■ **やること**:
下の資料で「xmax」という文字列を含む行の数を答えてください。数字だけを書いてください。

■ **データ一覧**:
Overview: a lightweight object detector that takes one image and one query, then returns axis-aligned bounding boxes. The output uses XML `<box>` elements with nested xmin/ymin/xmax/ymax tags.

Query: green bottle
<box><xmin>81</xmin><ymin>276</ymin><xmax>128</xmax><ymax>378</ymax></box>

...

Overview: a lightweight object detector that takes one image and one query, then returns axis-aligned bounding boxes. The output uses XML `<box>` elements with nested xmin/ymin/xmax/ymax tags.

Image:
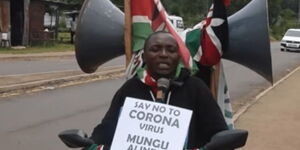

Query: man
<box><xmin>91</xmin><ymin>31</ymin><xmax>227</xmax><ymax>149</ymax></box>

■ **解き方と答え**:
4